▶ **Instructions for the task**:
Each line of the data that includes the string "below" is to be copied out.

▶ **Supplied data**:

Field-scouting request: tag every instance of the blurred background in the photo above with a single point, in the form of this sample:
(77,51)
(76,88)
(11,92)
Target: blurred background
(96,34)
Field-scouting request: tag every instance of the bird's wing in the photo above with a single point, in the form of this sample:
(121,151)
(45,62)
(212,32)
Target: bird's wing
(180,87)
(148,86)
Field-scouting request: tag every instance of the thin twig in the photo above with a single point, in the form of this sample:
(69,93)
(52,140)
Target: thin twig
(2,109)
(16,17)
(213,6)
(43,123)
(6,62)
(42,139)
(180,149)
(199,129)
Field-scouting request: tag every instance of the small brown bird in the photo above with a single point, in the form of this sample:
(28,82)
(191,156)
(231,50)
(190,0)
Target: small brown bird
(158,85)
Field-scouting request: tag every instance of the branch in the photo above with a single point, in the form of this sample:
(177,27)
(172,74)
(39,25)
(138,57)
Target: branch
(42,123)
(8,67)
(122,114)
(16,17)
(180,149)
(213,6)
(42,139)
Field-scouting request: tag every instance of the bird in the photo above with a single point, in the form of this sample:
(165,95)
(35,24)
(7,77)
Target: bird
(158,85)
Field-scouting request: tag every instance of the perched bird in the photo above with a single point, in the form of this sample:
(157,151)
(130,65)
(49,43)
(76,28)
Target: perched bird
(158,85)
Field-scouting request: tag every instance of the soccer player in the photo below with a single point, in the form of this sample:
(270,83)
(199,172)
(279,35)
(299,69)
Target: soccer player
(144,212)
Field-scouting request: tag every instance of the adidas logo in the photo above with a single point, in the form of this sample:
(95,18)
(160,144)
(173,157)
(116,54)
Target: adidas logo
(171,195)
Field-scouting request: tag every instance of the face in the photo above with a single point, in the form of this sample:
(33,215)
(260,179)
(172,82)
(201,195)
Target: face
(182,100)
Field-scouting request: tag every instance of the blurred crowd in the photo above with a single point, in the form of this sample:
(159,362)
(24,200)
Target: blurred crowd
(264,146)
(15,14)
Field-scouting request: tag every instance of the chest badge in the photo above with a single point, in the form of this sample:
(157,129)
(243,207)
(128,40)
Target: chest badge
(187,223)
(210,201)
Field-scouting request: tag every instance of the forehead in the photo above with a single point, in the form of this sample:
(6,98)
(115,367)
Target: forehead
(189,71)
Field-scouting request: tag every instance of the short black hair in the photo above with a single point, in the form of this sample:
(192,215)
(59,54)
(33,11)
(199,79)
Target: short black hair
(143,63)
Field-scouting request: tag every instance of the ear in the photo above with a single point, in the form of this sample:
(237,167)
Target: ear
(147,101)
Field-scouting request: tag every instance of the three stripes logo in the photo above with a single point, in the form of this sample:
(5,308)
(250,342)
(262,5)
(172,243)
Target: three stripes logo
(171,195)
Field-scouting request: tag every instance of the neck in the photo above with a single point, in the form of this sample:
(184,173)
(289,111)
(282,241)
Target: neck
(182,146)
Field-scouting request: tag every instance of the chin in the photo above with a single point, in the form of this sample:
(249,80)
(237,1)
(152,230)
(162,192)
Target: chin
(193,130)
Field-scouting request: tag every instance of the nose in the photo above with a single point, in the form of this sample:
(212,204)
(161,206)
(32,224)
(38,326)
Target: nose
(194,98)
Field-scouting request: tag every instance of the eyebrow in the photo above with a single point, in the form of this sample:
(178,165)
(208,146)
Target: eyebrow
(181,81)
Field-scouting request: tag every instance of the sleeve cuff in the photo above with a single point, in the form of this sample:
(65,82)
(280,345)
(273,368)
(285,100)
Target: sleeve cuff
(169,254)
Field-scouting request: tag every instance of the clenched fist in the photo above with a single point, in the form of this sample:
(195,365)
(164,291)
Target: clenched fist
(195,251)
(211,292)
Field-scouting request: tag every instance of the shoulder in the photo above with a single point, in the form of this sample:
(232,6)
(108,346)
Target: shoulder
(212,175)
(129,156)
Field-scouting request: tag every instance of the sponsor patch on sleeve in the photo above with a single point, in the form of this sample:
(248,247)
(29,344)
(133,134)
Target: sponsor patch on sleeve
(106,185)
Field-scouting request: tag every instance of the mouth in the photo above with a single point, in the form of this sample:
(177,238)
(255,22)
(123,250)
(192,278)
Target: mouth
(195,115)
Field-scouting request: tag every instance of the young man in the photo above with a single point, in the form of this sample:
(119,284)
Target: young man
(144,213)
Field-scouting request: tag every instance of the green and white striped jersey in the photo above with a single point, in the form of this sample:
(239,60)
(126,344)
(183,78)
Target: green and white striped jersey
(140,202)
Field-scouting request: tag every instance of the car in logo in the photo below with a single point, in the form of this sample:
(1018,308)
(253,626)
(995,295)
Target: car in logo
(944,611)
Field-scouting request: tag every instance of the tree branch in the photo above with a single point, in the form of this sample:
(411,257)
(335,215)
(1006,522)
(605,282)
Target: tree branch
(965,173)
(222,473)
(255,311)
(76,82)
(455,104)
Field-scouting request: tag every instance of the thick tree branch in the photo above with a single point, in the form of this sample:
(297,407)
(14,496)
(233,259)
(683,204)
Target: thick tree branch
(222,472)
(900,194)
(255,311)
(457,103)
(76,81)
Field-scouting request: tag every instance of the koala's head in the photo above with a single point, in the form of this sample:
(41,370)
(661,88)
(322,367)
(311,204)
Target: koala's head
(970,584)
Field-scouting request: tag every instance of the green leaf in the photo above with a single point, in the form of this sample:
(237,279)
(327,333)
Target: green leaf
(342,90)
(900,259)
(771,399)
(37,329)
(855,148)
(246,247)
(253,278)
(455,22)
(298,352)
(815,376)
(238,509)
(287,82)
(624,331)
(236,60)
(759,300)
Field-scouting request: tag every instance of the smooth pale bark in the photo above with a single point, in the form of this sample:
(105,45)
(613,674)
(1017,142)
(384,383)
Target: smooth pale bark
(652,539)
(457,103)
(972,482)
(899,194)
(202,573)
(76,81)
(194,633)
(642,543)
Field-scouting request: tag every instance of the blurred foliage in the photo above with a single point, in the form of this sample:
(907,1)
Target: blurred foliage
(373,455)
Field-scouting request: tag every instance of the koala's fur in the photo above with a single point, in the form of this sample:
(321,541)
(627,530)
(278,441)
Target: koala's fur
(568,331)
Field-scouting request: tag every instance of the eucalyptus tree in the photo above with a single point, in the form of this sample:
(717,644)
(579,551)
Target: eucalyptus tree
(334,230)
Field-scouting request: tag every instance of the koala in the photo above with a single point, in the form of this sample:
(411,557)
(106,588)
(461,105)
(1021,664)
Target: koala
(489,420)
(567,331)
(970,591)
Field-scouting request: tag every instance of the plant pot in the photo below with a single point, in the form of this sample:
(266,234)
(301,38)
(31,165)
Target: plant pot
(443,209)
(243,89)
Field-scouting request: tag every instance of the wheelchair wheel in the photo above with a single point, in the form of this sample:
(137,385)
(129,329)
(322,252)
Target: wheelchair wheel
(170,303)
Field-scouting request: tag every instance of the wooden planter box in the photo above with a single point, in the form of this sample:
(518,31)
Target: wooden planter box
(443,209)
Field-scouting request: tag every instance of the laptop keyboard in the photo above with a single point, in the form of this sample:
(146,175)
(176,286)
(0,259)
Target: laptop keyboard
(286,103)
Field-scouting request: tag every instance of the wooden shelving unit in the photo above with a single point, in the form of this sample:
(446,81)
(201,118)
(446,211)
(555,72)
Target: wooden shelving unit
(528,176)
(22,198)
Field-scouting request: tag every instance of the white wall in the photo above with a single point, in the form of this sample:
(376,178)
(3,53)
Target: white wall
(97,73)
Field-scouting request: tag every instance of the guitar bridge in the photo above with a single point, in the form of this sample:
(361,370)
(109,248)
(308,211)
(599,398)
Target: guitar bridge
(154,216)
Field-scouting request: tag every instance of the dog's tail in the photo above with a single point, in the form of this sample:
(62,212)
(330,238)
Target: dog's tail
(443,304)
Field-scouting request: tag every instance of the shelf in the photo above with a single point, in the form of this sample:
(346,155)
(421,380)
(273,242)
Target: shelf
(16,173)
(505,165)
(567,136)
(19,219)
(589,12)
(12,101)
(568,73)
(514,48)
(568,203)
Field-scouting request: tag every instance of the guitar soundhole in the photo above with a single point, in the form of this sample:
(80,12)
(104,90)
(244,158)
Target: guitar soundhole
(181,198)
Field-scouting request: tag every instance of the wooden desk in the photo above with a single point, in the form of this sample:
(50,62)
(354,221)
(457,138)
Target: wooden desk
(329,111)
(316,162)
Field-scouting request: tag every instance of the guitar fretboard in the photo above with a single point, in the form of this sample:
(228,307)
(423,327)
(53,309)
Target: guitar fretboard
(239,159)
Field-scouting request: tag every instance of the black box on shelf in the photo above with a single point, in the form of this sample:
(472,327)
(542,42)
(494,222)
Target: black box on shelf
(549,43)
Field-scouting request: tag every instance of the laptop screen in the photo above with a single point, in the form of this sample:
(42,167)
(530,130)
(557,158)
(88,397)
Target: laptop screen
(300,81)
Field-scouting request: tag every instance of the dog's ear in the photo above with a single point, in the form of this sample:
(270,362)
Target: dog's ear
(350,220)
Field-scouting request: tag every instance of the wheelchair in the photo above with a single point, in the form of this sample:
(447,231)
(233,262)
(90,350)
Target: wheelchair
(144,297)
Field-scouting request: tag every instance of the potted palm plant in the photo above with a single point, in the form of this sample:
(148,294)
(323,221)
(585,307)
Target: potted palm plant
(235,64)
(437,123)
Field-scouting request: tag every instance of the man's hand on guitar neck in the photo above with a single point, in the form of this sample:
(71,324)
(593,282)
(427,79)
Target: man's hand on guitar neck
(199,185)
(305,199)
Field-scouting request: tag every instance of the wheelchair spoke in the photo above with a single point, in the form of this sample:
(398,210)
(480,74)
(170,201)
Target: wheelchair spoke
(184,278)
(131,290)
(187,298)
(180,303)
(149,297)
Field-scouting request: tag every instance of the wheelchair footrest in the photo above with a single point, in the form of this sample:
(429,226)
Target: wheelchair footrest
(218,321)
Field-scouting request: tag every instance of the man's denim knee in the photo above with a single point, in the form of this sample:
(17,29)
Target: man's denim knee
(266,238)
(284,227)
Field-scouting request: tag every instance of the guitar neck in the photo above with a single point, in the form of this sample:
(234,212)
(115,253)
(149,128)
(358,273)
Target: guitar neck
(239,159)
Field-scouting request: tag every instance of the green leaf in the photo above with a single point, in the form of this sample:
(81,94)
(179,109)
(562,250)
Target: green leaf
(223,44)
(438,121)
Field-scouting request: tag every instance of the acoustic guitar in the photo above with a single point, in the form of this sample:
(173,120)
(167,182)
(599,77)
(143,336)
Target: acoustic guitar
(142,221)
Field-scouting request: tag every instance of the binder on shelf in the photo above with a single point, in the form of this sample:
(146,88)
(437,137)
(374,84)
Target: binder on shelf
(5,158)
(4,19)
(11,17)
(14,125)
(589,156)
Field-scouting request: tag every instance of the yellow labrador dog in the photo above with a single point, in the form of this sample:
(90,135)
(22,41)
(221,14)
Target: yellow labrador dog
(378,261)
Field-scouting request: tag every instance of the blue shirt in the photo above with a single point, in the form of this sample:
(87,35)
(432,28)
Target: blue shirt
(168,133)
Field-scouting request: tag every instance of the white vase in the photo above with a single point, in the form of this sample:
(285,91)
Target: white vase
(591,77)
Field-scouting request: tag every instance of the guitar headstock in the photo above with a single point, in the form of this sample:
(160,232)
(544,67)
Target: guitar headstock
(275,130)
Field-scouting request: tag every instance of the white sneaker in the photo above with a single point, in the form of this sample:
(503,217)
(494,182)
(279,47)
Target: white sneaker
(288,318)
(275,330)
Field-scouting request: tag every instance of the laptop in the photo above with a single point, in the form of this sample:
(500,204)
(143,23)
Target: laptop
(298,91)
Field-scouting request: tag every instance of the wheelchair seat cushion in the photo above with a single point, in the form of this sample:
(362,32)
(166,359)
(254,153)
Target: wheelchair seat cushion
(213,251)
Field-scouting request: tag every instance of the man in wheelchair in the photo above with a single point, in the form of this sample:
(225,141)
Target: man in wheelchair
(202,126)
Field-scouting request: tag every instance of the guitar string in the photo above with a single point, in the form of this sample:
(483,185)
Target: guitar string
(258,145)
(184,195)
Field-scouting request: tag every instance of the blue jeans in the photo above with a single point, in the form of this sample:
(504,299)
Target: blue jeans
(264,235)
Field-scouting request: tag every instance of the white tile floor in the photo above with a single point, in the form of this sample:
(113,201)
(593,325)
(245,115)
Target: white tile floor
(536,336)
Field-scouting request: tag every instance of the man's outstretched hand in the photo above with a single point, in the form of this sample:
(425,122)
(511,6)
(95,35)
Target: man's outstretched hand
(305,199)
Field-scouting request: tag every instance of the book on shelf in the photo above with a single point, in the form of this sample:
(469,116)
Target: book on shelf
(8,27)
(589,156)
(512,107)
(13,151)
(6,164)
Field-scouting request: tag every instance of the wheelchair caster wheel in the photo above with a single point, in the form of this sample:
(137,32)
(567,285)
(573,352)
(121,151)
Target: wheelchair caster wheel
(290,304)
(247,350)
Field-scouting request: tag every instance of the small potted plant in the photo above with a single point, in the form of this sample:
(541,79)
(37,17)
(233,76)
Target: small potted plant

▶ **Reply**:
Field-scouting request: tag every instance of the soccer player in the photo below with a single point, in the form of this sample:
Field-scouting request: tag every instance of the car in logo in the photo below with a single point, in the form of this sample:
Field-scouting request: tag every instance of the plant pot in the photo below with a single point, in the form of this sample:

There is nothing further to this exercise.